## Objective
Please retype the records, starting at the first line and ending at the line containing "[332,515,458,647]", with every character unchanged.

## Records provided
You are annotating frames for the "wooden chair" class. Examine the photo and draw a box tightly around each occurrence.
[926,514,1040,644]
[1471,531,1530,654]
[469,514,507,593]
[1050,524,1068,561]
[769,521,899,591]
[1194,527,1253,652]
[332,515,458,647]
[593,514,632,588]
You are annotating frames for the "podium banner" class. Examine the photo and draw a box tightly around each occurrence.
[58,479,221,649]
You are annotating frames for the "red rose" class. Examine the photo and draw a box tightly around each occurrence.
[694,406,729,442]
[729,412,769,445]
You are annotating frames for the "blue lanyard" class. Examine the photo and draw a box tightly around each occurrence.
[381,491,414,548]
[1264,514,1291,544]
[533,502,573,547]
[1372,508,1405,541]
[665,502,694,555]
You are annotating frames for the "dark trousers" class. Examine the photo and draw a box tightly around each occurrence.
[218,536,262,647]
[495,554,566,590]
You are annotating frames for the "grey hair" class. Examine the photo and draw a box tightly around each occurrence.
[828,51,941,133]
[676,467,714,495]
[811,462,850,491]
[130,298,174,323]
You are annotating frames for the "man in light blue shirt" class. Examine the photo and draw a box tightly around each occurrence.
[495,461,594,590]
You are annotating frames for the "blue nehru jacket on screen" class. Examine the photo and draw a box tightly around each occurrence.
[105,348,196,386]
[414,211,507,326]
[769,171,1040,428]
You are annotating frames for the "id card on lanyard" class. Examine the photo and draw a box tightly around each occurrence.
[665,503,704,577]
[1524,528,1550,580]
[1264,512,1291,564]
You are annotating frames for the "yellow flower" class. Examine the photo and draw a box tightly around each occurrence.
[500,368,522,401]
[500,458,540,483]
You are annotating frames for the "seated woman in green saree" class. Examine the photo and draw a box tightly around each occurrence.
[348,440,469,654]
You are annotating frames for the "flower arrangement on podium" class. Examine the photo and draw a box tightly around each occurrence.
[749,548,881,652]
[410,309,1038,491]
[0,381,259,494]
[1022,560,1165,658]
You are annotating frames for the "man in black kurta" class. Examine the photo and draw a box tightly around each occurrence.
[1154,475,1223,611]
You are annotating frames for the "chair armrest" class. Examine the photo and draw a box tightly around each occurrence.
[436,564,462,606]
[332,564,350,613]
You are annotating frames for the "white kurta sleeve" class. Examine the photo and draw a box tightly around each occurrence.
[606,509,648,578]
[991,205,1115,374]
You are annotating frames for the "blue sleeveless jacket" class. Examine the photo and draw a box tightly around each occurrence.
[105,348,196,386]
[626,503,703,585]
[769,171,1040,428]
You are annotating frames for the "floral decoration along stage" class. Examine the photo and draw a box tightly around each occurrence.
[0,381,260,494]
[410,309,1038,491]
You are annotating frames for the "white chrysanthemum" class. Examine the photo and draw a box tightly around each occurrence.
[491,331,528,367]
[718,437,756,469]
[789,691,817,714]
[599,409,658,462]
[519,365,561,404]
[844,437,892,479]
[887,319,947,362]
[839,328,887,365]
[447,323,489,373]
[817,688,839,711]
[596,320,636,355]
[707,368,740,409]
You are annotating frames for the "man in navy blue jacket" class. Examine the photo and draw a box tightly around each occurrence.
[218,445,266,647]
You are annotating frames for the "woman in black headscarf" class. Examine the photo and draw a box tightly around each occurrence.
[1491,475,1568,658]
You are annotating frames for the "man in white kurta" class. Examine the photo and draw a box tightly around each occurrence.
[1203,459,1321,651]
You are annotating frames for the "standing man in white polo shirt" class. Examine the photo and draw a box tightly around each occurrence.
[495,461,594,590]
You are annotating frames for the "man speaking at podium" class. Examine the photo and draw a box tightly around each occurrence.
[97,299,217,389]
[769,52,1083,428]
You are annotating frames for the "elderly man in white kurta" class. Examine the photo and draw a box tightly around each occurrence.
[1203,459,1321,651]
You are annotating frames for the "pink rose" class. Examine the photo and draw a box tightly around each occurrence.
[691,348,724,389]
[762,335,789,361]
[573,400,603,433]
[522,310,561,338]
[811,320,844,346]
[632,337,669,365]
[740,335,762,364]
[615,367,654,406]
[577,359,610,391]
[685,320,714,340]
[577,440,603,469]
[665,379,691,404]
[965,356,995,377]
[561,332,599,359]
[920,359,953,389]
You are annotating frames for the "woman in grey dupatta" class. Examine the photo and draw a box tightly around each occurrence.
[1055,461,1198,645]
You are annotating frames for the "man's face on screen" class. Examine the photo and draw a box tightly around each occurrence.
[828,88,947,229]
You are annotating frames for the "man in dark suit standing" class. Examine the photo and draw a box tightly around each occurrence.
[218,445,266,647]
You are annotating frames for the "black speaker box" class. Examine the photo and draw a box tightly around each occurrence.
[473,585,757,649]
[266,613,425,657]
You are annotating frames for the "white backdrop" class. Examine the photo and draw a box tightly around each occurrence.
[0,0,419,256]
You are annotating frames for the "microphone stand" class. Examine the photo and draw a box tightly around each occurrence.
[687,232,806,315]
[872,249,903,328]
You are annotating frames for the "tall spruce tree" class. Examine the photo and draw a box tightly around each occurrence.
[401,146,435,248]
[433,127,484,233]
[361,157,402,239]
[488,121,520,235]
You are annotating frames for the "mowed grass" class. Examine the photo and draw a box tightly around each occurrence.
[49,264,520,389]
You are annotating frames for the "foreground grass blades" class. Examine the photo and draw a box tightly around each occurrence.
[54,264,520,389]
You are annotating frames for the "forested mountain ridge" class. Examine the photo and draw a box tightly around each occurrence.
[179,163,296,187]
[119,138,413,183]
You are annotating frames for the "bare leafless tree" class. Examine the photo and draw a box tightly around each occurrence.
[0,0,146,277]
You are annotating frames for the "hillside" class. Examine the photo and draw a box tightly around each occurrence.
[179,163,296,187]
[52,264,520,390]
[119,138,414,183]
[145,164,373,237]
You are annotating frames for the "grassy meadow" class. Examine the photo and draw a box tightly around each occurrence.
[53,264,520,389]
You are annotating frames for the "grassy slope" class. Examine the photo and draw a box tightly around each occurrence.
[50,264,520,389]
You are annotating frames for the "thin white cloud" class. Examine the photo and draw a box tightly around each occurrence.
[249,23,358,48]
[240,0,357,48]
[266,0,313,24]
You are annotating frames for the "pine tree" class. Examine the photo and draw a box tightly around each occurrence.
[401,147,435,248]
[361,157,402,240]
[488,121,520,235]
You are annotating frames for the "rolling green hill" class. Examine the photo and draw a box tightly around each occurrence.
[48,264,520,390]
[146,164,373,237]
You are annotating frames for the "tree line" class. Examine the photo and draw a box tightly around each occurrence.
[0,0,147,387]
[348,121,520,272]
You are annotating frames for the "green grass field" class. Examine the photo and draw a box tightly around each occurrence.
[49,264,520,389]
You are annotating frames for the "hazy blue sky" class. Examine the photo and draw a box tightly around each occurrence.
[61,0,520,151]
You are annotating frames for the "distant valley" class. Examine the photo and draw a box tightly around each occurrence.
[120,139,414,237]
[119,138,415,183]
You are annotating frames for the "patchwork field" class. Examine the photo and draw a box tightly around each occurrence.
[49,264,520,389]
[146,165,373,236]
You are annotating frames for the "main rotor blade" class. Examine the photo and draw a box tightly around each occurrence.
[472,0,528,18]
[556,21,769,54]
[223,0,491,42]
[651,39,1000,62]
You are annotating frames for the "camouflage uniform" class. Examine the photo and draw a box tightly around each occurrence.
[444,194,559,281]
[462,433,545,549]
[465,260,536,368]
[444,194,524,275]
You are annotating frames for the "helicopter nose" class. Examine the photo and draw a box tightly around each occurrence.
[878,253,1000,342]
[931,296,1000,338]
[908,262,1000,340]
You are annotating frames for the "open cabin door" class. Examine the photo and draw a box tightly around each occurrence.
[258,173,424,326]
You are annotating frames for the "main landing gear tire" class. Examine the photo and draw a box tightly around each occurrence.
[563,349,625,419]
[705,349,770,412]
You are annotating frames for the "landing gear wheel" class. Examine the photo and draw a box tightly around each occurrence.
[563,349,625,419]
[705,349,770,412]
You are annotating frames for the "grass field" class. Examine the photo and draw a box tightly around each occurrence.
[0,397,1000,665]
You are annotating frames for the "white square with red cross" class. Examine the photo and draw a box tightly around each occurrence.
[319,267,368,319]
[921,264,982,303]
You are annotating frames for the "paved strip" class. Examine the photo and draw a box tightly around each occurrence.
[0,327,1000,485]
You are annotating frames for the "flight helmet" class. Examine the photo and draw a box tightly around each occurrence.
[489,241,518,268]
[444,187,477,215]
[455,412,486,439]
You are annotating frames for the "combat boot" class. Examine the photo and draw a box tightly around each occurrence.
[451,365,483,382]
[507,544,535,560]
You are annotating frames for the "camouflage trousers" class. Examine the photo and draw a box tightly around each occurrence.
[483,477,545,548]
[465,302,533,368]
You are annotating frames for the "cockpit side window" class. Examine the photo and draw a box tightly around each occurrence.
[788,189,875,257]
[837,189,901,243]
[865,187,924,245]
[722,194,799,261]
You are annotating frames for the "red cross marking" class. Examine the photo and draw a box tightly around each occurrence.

## Answer to this task
You are annotating frames for the "wooden chair" class. Examine the photo and draw a box tightly around each occurrence.
[926,514,1040,644]
[1471,531,1530,654]
[469,514,507,593]
[1050,524,1068,561]
[769,521,899,591]
[1194,527,1253,652]
[332,515,458,647]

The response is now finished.